Set tasks ▸
[1] Set down the part of the toy poo puppy thread from "She went to" to "with bigger dogs.", word for word.
[2] Does the toy poo puppy thread support each of these statements? Give yes or no for each, quoting the words that settle it.
(a) The first poster's vet doubts the puppy will grow to more than ten pounds.
(b) Marzi advises picking the puppy up when meeting big dogs.
(c) JulesB's dog won a prize at puppy training.
[3] Carry on the toy poo puppy thread from where it stops.

Document segment ▸
☆ ☆ ☆ ☆ ☆

# Toy poo



## Bella's Mommy (Feb 28, 2013)

Hi, I'm new to the forum and have a question. It seems most of you must have larger poos. Mine is three and a half months and less than 5 lbs. My vet says she doubts she will get more than ten lbs. My question is this. Because of her size I find myself carrying her around alot. We have very steep deck steps so I have to carry her out/in when she goes potty. She's also very hyper and has a two second attention span. How do I start training her at this size or does size matter? I don't want to turn her into one of those cute little purse puppies. Help!!


----------



## Marzi (Sep 17, 2012)

Little dogs are only little in size! We had a wonderful little JR who was known at dog training as the Mighty Atom and years ago the best dog at our GSD training club was a white toy poodle called Pepe...
While she is a baby you should carry her up and down steps - but don't carry her on walks and if you meet big dogs do not pick her up, let her meet them while she is on the ground, although if you are meeting the other dog for the first time, be ready to walk away if it is too bouncy... My JR had her stump broken by an overly boisterous OES that just bounced all over her. Step between your puppy and the other dog and make it back off, hopefully the owner will take control of their dog.
When training use tiny treats - otherwise have exactly the same expectations of behaviour as you would of a large dog.
Enjoy your little one.


----------



## colpa110 (Jul 5, 2011)

That's is pretty small ( I'm guessing it is a toy poodle mix). I do know a couple of poos around 5kgs. I don't think size has any bearing on training...just be careful not baby her too much....difficult when they are so cute.


----------



## JulesB (Mar 6, 2011)

My Betty is only about 5.5 kg so only 11 to 12 pounds. She couldn't do steps when she was little but quickly learned and has no problem jumping on the sofa or bed so stairs are easy!!

She went to puppy training with a wide range of dogs in size and breed and was fine with them all and won the prize for most sits, downs etc so easily held her own with bigger dogs.


----------



## cockapoo_peanut (Feb 19, 2013)

Peanut is probably going to be no more than 12lbs and is just a little thing. We've been working on training since the start, she actually loves learning new stuff, I don't think it's ever too early. She most recently learned to roll over and has been able to "sit" and "lay down" since about 9 weeks old. She used to "come" consistently but recently has decided she's not really in to it...

☆ ☆ ☆ ☆ ☆

Data extract ▸
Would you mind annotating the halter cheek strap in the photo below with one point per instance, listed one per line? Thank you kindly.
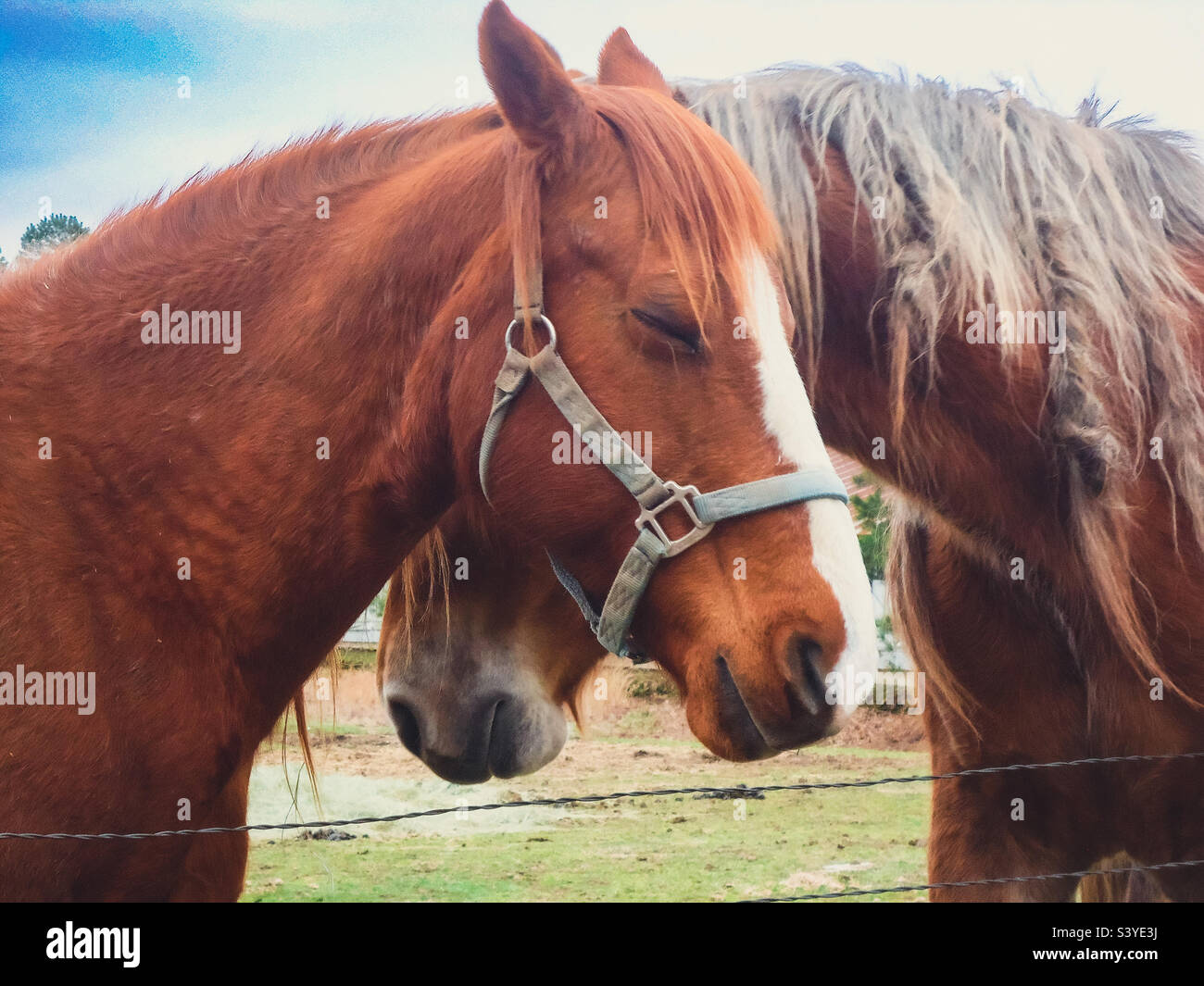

☆ ☆ ☆ ☆ ☆

Task responses ▸
[1]
She went to puppy training with a wide range of dogs in size and breed and was fine with them all and won the prize for most sits, downs etc so easily held her own with bigger dogs.

[2]
(a) Yes: "My vet says she doubts she will get more than ten lbs."
(b) No: "if you meet big dogs do not pick her up, let her meet them while she is on the ground"
(c) Yes: "won the prize for most sits, downs etc"

[3]
Make sure that you used really awesome treats, I boil ground chicken (and portion out and freeze it in bags) to use as treats when we're doing training (that, or a tiny bit of cheese). 

I have to carry her up and down some sets of stairs depending on their size, she's still pretty small and gets a little overwhelmed. It is getting better though, she's goes up and down the stairs in my place and outside of the building on her own.

I too suffer from the crazy-hyper puppy syndrome, I kind of get a kick out of it and if I'm in the mood will join in the craziness and chase her around. It gets easier as they get a bit older, her energy, while still really intense, is nothing compared to what it was 6 weeks ago. 

Good luck!


----------



## Toffin (Aug 8, 2012)

Hi, our Miss Polly was only 2lb at 10 weeks, 5lb at 13 and 6.5lb at 15. But last time she was weighed at 8 months she was 16.5lb so she's grown much more than we thought she would. Still a mite vertically challenged though...

There's a significant range of weights and heights in the cockapoo community depending mostly on the size of the mum and dad. We helped Polly up and down stairs for several weeks but now the only concession we make to her relative lack of size is helping her down from high drops when she gets stuck, say on a tree trunk or wall (although she often prefers to retrace her route and get down herself - independent little thing...).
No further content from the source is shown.